··· Source records
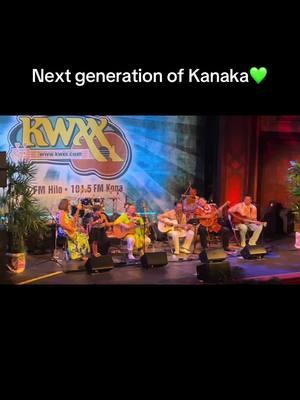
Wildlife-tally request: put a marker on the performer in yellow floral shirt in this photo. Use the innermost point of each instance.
(78, 241)
(134, 240)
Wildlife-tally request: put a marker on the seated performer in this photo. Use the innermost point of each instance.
(134, 240)
(98, 237)
(176, 232)
(244, 216)
(78, 242)
(190, 203)
(208, 216)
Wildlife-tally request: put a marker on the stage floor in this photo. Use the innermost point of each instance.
(282, 262)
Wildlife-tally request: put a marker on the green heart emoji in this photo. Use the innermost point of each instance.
(258, 74)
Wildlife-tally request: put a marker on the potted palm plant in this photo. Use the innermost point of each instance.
(21, 211)
(294, 188)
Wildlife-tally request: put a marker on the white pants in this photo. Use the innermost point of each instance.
(256, 229)
(175, 235)
(130, 243)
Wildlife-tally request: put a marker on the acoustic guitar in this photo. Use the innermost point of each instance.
(169, 225)
(120, 231)
(211, 219)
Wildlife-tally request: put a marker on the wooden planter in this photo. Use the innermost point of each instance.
(16, 262)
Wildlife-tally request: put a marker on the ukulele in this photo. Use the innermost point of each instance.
(211, 219)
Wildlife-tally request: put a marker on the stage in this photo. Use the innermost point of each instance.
(281, 264)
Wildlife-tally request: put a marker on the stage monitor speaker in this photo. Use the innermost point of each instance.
(214, 272)
(212, 255)
(253, 252)
(99, 264)
(157, 259)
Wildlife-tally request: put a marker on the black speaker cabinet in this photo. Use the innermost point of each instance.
(157, 259)
(212, 255)
(214, 272)
(253, 252)
(99, 264)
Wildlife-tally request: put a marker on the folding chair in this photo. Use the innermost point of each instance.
(236, 232)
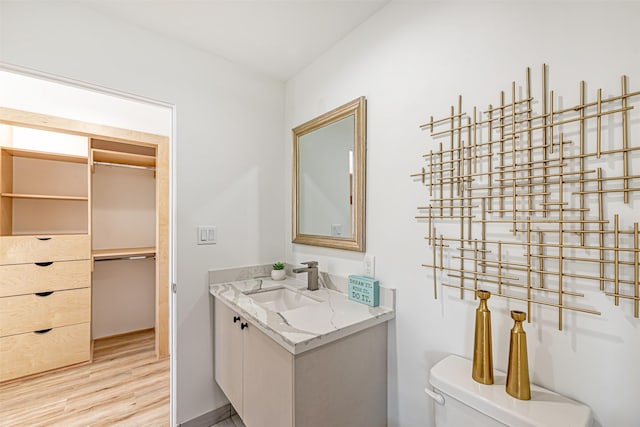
······
Set out every line of the items above as a numbered list, skipping any blank lines and leaving the pictures out.

1. Wildlife-tally request: put a marker on the performer in yellow floral shirt in this photo. Use the innermost point of each instance.
2. (78, 241)
3. (134, 240)
4. Wildlife-tally request: put a marker on the seated performer in this photo. Use the innermost point of each instance.
5. (134, 240)
6. (98, 237)
7. (176, 232)
8. (244, 216)
9. (78, 242)
10. (190, 203)
11. (208, 216)
12. Wildlife-tally request: put a marker on the stage floor in this photo. Use the innermost point of each instance.
13. (282, 262)
14. Wildlife-tally request: put a marker on the green heart emoji in this photo. Use the innermost point of each instance.
15. (258, 74)
16. Wildlife-tally request: put a marker on the potted palm plant in this photo. Use the innermost point of each instance.
17. (21, 211)
18. (294, 188)
19. Wildlife-tally request: put a marker on the white pants in this photo. Use the innermost point of each instance.
20. (256, 229)
21. (175, 235)
22. (130, 243)
23. Wildlife-tally request: put a marker on the acoustic guitar in this photo. Use the innermost point of each instance.
24. (169, 225)
25. (120, 231)
26. (211, 219)
27. Wildlife-tally request: put a marker on the wooden planter in this photo. Use the innermost point of each instance.
28. (16, 262)
29. Wildlife-tally request: put a marker on the ukulele in this photo. Use the innermost point of each instance.
30. (211, 219)
31. Wildlife-tally request: put a marker on the stage in this photo. Use the innermost point of each instance.
32. (281, 264)
33. Wildlife-tally request: put a marker on the stage monitor speaker in this photo. Use the innermost point of each instance.
34. (214, 272)
35. (212, 255)
36. (253, 252)
37. (99, 264)
38. (157, 259)
39. Wildlife-tally request: put a marker on the black speaker cabinet in this photo. Use the innermost point of each instance.
40. (157, 259)
41. (212, 255)
42. (214, 272)
43. (253, 252)
44. (99, 264)
45. Wildlife-tally request: put a marker on the folding chair in this photo. Use the innermost point of each instance.
46. (236, 232)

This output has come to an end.